● Texto do exercício:
╔══
As plantas oleaginosas (ricas em óleos) estão entre as principais commodities agrícolas negociadas no comércio internacional. Em 2006, mais de 400 milhões de toneladas de oleaginosas foram produzidas no mundo. A maioria dos óleos — extraídos da soja, algodão, amendoim ou dendê — são produzidos para fins
nutricionais. Nessa área, as plantas poderiam ser alteradas para possuir teor aumentado de ácidos graxos importantes para a saúde humana, como o ômega 3, presente nos peixes: bons para o coração, o cérebro e os olhos. O trabalho de Dyer e Shockey pode permitir, por exemplo, que a sociedade disponha deste benefício.

Mas é preciso lembrar que a indústria química atual é baseada no petróleo, produto que hoje está associado a impactos ambientais, preços em ascensão e esgotamento das reservas. Logo, há um grande potencial para os óleos vegetais, que são quimicamente semelhantes ao petróleo cru, tornarem-se matéria-prima para tintas, revestimentos, plásticos, fármacos ou combustíveis. Alguns óleos importantes do ponto de vista industrial são produzidos em pequenas quantidades pelas plantas. Em outros casos, as plantas que os produzem são de cultivo muito difícil e de baixa produtividade.
╚══
● Dados fornecidos:
╔══
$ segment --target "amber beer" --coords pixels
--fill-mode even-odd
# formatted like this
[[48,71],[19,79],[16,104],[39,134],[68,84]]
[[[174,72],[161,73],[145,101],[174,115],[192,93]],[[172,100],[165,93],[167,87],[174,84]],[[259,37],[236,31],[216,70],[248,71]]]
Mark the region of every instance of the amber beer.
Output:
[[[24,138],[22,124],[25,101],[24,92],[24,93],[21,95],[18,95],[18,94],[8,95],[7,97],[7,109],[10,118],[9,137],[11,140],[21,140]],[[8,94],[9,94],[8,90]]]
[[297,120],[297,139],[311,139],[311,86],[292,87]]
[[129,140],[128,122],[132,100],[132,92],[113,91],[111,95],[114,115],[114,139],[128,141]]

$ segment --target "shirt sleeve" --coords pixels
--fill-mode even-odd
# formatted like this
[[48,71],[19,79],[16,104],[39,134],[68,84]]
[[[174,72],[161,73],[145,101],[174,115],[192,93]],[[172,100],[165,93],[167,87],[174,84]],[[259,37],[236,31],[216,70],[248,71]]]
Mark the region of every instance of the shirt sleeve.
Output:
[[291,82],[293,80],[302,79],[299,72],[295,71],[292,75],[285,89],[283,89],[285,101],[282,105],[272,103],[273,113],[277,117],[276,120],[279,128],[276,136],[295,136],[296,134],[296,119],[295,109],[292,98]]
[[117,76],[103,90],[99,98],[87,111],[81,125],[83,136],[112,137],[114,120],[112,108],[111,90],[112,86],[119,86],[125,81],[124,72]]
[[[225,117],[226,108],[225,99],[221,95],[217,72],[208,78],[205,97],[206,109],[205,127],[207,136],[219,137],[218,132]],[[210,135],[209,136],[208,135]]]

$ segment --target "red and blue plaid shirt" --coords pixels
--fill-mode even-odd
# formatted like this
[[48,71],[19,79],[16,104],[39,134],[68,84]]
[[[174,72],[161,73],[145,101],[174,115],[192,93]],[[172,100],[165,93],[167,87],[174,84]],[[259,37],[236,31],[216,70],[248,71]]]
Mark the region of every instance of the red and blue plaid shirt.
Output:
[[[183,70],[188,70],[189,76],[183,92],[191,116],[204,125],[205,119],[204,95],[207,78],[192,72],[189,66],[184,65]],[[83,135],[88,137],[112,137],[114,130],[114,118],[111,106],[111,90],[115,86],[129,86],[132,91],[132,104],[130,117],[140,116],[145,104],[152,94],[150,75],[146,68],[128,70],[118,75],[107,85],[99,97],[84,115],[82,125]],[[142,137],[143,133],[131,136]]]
╚══
Transcreva palavra por palavra o trecho do texto sobre plantas oleaginosas que começa em "As plantas oleaginosas" e termina em "disponha deste benefício.".

● Resposta:
As plantas oleaginosas (ricas em óleos) estão entre as principais commodities agrícolas negociadas no comércio internacional. Em 2006, mais de 400 milhões de toneladas de oleaginosas foram produzidas no mundo. A maioria dos óleos — extraídos da soja, algodão, amendoim ou dendê — são produzidos para fins
nutricionais. Nessa área, as plantas poderiam ser alteradas para possuir teor aumentado de ácidos graxos importantes para a saúde humana, como o ômega 3, presente nos peixes: bons para o coração, o cérebro e os olhos. O trabalho de Dyer e Shockey pode permitir, por exemplo, que a sociedade disponha deste benefício.